◆ INFORMATION

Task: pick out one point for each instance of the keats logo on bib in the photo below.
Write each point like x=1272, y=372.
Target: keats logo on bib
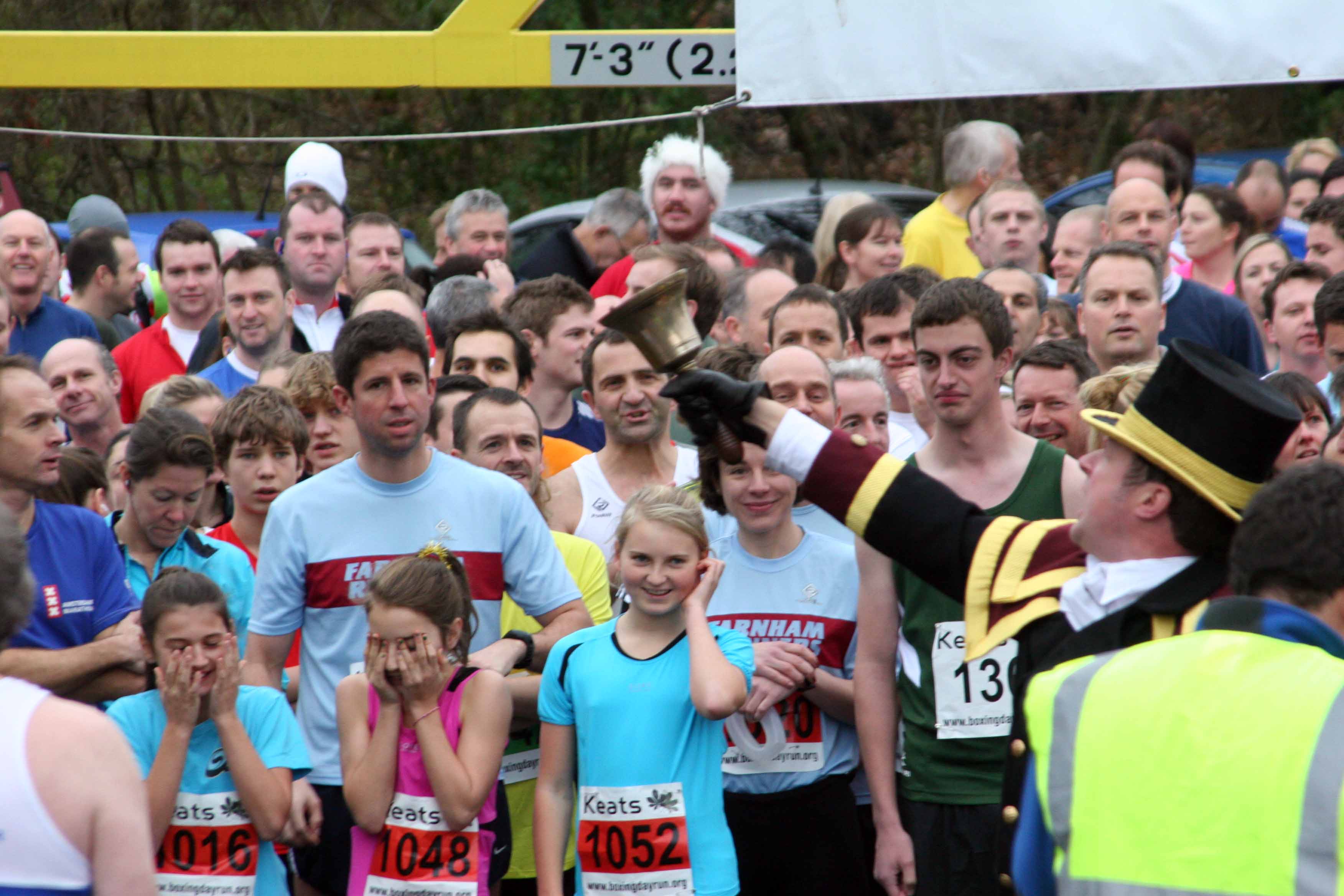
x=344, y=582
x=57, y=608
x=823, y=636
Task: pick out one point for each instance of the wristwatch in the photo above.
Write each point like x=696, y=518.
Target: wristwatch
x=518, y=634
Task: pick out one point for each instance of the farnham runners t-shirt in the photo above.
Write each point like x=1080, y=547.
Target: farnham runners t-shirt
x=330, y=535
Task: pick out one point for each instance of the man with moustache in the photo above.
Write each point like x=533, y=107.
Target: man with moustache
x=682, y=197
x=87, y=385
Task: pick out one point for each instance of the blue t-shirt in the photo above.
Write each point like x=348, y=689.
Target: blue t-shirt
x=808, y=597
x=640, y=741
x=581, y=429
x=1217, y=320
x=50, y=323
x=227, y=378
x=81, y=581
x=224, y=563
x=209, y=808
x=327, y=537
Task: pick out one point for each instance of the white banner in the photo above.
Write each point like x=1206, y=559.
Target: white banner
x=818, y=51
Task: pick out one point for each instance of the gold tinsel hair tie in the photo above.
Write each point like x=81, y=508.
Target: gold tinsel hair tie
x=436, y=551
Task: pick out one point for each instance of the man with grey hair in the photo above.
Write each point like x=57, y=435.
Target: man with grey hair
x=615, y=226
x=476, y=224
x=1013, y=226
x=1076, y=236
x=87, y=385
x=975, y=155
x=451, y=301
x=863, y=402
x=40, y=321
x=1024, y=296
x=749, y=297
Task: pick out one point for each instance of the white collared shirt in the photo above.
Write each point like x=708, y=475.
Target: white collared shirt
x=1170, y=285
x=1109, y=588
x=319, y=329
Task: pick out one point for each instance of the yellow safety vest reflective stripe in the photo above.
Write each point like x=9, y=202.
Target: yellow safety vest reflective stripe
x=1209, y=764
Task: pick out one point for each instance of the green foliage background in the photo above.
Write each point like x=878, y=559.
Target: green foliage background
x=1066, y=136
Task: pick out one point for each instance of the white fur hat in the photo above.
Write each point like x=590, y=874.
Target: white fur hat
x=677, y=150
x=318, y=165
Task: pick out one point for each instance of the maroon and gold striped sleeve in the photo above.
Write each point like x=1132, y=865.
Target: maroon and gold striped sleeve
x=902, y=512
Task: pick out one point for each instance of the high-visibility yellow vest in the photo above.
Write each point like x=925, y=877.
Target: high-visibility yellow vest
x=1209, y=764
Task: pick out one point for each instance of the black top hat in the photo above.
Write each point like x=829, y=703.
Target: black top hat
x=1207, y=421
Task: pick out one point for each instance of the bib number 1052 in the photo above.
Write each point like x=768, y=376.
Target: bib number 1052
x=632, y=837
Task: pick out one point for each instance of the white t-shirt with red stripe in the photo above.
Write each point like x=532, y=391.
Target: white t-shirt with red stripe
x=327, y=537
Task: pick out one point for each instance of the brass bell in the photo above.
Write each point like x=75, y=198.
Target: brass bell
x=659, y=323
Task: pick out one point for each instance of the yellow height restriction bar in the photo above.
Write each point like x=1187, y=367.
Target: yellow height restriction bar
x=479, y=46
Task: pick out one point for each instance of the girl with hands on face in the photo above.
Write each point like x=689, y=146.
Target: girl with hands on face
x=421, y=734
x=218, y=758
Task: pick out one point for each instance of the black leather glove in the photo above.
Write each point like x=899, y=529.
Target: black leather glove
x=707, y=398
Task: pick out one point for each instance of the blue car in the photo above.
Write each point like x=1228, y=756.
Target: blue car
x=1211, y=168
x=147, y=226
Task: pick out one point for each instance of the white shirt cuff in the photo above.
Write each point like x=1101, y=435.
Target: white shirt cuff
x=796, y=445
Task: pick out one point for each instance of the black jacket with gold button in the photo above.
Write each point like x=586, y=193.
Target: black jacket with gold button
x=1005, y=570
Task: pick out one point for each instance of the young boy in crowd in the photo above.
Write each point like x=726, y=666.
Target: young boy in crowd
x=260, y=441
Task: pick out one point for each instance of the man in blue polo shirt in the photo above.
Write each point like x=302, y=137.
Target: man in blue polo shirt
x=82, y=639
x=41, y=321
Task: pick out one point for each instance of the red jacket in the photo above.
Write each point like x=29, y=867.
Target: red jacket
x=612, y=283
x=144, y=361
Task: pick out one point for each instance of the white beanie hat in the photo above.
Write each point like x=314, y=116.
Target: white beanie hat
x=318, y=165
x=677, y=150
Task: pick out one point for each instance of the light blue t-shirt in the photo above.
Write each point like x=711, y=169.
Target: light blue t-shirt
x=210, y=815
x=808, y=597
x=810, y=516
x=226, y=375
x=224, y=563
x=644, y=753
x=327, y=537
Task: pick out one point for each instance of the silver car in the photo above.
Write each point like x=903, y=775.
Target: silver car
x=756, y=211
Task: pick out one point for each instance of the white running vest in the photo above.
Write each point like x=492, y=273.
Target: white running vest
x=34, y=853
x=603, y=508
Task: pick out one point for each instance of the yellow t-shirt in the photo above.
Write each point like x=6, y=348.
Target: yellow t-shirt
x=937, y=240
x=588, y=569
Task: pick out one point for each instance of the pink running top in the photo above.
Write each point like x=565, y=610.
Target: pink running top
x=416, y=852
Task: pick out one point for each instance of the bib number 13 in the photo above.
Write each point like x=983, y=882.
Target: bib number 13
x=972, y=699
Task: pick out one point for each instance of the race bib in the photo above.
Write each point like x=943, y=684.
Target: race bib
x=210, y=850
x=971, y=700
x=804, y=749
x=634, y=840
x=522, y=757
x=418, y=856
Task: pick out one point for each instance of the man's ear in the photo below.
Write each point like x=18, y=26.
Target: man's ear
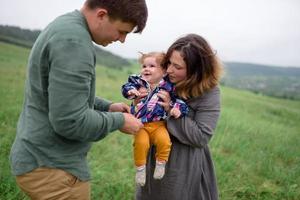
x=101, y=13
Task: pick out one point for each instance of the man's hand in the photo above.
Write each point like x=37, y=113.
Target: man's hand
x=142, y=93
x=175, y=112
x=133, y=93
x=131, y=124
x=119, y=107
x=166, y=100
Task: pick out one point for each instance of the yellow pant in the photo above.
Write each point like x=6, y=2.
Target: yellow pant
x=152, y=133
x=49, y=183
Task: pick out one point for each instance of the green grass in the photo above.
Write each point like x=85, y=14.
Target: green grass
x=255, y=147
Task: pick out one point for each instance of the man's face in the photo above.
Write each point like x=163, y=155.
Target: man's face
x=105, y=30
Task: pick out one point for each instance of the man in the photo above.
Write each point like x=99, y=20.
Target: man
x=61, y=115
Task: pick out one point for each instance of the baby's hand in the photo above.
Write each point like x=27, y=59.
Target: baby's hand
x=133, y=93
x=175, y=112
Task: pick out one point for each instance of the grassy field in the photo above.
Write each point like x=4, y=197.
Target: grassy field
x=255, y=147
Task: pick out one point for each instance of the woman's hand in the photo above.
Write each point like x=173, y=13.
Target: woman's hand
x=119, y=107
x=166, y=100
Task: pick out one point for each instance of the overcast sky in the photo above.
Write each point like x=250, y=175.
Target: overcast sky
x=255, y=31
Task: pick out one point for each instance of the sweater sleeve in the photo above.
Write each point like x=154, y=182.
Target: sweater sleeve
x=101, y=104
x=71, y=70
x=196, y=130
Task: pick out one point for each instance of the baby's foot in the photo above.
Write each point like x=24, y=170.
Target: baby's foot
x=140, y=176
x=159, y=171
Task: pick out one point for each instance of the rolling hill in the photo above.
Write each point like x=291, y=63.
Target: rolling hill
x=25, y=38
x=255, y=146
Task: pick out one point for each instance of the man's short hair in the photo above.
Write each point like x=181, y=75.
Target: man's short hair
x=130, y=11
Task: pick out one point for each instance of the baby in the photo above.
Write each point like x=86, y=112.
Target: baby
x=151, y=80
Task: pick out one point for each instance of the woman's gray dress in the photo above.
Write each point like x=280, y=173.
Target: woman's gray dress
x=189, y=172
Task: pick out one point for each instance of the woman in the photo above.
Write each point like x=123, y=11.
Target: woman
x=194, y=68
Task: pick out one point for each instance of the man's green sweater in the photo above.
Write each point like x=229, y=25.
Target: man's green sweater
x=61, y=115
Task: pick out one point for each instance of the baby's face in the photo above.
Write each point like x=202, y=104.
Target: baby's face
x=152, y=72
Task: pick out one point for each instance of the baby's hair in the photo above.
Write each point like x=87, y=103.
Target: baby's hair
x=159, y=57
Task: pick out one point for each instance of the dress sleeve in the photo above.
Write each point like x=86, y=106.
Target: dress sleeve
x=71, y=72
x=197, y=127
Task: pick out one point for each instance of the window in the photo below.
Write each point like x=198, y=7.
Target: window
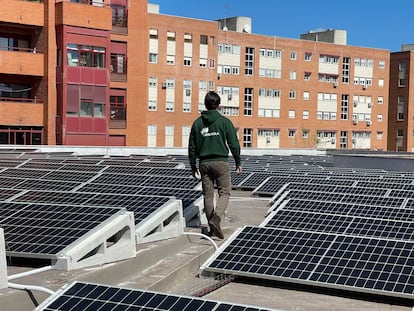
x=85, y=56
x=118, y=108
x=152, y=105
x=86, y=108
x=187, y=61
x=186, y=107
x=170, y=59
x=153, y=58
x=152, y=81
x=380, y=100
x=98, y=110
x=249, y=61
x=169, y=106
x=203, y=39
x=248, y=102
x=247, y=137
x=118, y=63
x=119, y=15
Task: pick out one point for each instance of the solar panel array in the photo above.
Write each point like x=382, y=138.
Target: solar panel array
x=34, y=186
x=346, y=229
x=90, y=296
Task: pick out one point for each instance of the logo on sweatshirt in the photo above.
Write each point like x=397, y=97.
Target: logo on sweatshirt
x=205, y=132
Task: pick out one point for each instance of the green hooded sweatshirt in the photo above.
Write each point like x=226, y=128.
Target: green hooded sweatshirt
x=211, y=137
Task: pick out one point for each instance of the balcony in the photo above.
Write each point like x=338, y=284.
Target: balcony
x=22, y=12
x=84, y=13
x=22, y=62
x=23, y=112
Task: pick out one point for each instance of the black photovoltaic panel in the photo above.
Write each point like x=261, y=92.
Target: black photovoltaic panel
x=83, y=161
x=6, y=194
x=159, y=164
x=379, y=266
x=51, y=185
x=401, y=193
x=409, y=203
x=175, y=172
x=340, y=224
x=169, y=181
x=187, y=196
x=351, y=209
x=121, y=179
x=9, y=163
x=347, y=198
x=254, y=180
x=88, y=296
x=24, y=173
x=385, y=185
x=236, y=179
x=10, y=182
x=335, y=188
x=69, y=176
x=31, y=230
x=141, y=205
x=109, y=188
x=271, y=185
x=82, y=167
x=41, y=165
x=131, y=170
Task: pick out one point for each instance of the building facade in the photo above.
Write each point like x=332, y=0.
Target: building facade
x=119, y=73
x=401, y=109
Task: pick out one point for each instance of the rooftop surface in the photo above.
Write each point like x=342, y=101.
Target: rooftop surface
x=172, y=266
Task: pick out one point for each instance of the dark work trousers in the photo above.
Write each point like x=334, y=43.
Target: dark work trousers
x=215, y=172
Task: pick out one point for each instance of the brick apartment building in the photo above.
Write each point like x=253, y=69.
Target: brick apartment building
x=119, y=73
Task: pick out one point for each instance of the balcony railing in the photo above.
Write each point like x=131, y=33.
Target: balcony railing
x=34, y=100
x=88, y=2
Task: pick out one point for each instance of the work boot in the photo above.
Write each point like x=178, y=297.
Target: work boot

◆ TASK BRIEF
Where a line above includes "below", copy that line.

◆ RESPONSE TO THIS TASK
Task: pick out one point for each instance of the keats logo on bib in the photo below.
Task: pick out one point for each instance of the man's ear in the photo below.
Task: pick out one point for each instance of the window in the photo below.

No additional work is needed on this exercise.